Top of Data to process
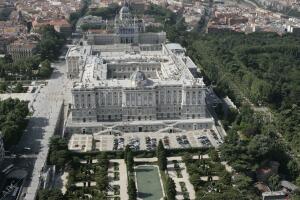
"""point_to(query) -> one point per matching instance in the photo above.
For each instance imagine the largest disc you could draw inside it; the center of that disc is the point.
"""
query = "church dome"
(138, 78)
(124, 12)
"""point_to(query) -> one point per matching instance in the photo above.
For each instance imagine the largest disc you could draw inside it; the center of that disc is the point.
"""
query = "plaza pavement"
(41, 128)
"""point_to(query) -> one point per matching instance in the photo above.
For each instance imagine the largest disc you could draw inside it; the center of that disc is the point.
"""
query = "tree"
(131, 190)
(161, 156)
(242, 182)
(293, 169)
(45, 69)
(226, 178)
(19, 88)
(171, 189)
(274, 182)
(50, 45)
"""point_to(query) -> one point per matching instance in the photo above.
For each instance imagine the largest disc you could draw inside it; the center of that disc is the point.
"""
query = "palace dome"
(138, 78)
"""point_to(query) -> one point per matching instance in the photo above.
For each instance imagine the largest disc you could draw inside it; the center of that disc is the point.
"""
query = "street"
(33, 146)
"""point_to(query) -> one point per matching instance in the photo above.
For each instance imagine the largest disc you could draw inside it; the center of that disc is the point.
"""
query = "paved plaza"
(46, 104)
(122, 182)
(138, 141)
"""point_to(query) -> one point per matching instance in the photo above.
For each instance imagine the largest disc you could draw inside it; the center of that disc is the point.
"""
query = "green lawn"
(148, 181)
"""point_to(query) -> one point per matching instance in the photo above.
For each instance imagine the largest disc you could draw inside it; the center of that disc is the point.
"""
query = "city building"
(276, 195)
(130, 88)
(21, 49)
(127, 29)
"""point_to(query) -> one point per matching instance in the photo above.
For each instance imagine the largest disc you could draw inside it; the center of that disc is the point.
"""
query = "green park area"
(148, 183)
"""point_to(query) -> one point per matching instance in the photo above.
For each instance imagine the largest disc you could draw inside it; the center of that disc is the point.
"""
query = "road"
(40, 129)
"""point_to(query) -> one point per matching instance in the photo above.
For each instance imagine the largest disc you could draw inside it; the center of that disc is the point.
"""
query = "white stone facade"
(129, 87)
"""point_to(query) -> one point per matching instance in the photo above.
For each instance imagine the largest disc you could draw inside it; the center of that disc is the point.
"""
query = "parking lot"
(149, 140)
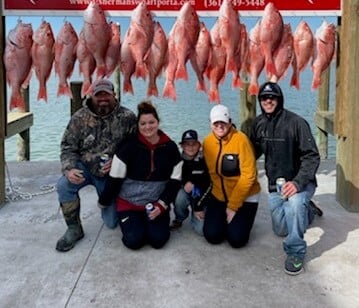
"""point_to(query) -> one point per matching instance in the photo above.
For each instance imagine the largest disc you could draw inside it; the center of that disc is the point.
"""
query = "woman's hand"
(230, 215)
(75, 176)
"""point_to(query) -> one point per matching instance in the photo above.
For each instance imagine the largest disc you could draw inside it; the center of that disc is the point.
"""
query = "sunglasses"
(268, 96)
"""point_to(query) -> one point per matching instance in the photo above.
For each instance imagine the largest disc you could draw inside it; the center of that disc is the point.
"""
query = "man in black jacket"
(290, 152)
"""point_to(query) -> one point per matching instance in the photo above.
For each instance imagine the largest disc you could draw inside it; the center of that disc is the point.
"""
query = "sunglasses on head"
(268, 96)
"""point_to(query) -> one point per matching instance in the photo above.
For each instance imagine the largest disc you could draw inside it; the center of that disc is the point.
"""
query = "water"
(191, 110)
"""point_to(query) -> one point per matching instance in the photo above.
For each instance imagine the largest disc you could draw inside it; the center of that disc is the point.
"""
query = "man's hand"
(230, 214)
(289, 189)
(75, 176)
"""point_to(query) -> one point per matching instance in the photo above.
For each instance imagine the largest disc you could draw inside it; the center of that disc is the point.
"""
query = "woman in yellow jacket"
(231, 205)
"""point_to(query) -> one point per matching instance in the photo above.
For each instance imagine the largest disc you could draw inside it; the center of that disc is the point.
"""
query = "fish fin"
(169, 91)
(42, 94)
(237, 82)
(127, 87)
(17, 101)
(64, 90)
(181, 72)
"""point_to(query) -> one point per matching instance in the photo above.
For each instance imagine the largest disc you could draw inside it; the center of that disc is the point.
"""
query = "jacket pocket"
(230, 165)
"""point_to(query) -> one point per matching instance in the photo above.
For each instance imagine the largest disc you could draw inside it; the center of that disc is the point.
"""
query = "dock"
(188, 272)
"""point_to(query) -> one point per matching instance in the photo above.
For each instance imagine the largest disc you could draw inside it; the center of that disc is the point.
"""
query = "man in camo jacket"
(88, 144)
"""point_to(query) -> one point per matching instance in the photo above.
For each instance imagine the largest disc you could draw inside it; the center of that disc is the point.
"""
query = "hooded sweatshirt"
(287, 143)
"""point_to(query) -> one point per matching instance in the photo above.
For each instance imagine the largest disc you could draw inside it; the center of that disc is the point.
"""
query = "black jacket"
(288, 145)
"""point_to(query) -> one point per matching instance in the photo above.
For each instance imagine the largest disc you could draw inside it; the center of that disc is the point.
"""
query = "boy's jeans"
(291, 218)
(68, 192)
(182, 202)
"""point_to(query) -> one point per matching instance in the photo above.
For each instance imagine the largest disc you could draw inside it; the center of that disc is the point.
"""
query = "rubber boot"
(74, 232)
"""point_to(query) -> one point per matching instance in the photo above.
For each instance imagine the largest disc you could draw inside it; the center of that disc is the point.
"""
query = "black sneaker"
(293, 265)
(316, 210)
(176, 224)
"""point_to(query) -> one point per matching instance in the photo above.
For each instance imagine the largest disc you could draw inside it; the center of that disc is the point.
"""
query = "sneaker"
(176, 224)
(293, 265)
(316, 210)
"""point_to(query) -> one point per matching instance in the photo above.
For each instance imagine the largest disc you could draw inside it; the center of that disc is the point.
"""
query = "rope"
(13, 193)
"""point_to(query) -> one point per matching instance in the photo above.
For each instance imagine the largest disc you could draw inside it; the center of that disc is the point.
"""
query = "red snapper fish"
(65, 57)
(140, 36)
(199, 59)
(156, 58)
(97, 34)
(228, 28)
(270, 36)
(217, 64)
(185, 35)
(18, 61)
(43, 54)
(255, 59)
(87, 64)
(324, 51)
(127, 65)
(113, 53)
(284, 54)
Bottom of Data to process
▸ What is being asked: Write the entries above out in full, exactly, with no images.

▸ Answer:
"""point_to(query) -> one point per matching instance in the photo above.
For each instance imagine the largest disc you could draw inside it; the center of that disc is the point.
"""
query = "church dome"
(138, 78)
(124, 12)
"""point_to(query) -> one point per matching instance in the photo above.
For each instance imagine the largest disc you could draw inside it; the center of that disc is the point.
"""
query = "plaza pavement"
(41, 128)
"""point_to(query) -> one point per matching instance in the photo above.
For each instance imagine the largest disc you could draw inside it; the center of that disc is the point.
"""
query = "tree"
(131, 190)
(161, 156)
(242, 182)
(293, 169)
(45, 69)
(226, 178)
(19, 88)
(171, 189)
(274, 182)
(50, 45)
"""point_to(query) -> one point per matching instance in the photo above.
For each instance imagine the largest disc you could draw inside it; the center of that disc is the point.
"""
query = "palace dome"
(138, 78)
"""point_to(query) -> one point per matching instance in the photo above.
For each instance imagine the largest disc you could draw inside it; the center of that disc is the point.
"""
query = "street"
(33, 146)
"""point_to(query) -> one point per matching instance in the photo above.
For each instance imagine the largest disc you could draw inside it; the center of that disc is the point.
"""
query = "paved plaza"
(46, 104)
(122, 182)
(138, 141)
"""point_to(query) -> one point per matching instance in the photo above.
For each instance imagine the largest disc you could draw inside it; the center of that disc is the point.
"""
query = "green lawn"
(148, 181)
"""point_to(query) -> one point per matching instance in the photo above.
For each instance imagine the largest disc you could draw inside it; the center of that disc is the point.
"""
query = "city building"
(276, 195)
(130, 88)
(21, 49)
(127, 29)
"""point_to(query) -> one point per matching instance in the photo above.
For each instance imagine the largest disc you could draw inside it; the center of that disc is the point.
"""
query = "green park area"
(148, 183)
"""point_to(query) -> one point per matching instance in the photo above.
For each instance imagine the largest disc you could draw inside it; the center of that disc is the point.
"""
query = "road"
(40, 129)
"""point_to(query) -> one point per matching instance in the photo above.
For each instance imagine the largest disc you could draw inside it; the center of that disc is the point.
"""
query = "white stone facade"
(129, 87)
"""point_to(query) -> one point per matching instance in the photo above.
For each instance imagine the largest disc you could draw inside it; the center of that disc is the point.
"""
query = "parking lot"
(149, 140)
"""point_to(query) -> one point per matching instance in the photo above.
For each instance imagine the largest disc you could draw inside it; the center of that disc is the point.
"""
query = "woman's hand"
(230, 215)
(75, 176)
"""point_to(query) -> one point per matching instance in the photo above.
For each instance imagine the largest disc you could draw inside it; the center of that disc is the point.
"""
query = "sunglasses"
(268, 96)
"""point_to(query) -> one point per matching instance in the photo above.
For each instance imagine the largest disc you could draw inside it; the center of that disc is the point.
"""
query = "man in black jacket"
(290, 152)
"""point_to(query) -> one point per matching instance in the photo above.
For each instance imagine the largest disc you could draw inside it; the center of that disc is the point.
"""
query = "sunglasses on head"
(268, 96)
"""point_to(query) -> one point per matching instance in the photo above.
For each instance imagine the largest disc you could draw inside it; the center of that disc is the point.
"""
query = "water"
(191, 110)
"""point_to(query) -> one point per matching instance in the photo above.
For each instance imagine the largest disc you could draw inside it; the center of that disc is the point.
"""
query = "man's hand"
(230, 214)
(289, 189)
(75, 176)
"""point_to(query) -> one point per matching instance in the photo above.
For each instance imagine the largest disc you could draw inside it; the center of that disc is the point.
"""
query = "woman in yellow jacket"
(231, 205)
"""point_to(query) -> one point per matching instance in the photo above.
For each instance imagine the largest disc you could draw inside it; the center of that disc is the point.
"""
query = "fish fin"
(169, 91)
(42, 94)
(237, 82)
(127, 87)
(17, 101)
(64, 90)
(181, 72)
"""point_to(query) -> one point per matching instance in the photo above.
For each instance imagine the largest disc you could draw inside it; the center of that disc is the point.
"""
query = "jacket pocket"
(230, 165)
"""point_to(query) -> one point per matching instance in the photo above.
For each instance imagine the largest disc you could draw inside it; the center of that disc is the point.
"""
query = "dock"
(188, 272)
"""point_to(query) -> one point per matching instance in the photo above.
For each instance imagine the largest disc you could draw inside it; the center of that disc is the point.
"""
query = "man in camo jacket"
(88, 144)
"""point_to(query) -> one point per matching instance in the photo above.
For each instance imagine the largest disc you could draw inside it; the center of that disc is the point.
"""
query = "hooded sweatshirt"
(287, 143)
"""point_to(query) -> one point per matching instance in the photo above.
For each instance imagine the largest disc you could draw inside it; the center of that disc is the point.
"""
query = "black jacket"
(288, 145)
"""point_to(query) -> one point per matching instance in the photo above.
For each instance imagine the largest disc you could draw inside it; the center of that disc is the point.
"""
query = "boy's jeans"
(291, 218)
(68, 192)
(182, 202)
"""point_to(query) -> one point per matching instance in the photo above.
For each instance imagine the largest disc you could draw inside it; the center of that disc is the point.
"""
query = "rubber boot"
(74, 232)
"""point_to(query) -> one point per matching instance in the photo above.
For each instance imagine the largest disc you could draw inside it; the center of that disc is the point.
"""
query = "black sneaker"
(293, 265)
(316, 210)
(176, 224)
"""point_to(query) -> one point per matching instance in the photo above.
For each instance imagine the largest disc you could draw inside it; the center of that disc is the point.
"""
query = "sneaker"
(176, 224)
(293, 265)
(316, 210)
"""point_to(query) -> one point per matching instance in the photo above.
For each instance imagine the largest disc you could draw inside it; the center of that disc is the point.
"""
query = "rope"
(13, 193)
"""point_to(query) -> one point per matching instance in the photo above.
For each instance imagine the largest disc you could draw inside it; the center of that disc is the point.
"""
query = "red snapper fish"
(65, 57)
(140, 36)
(199, 59)
(156, 58)
(97, 34)
(228, 28)
(270, 36)
(217, 64)
(185, 35)
(18, 61)
(43, 54)
(255, 59)
(87, 64)
(324, 51)
(127, 65)
(113, 53)
(284, 54)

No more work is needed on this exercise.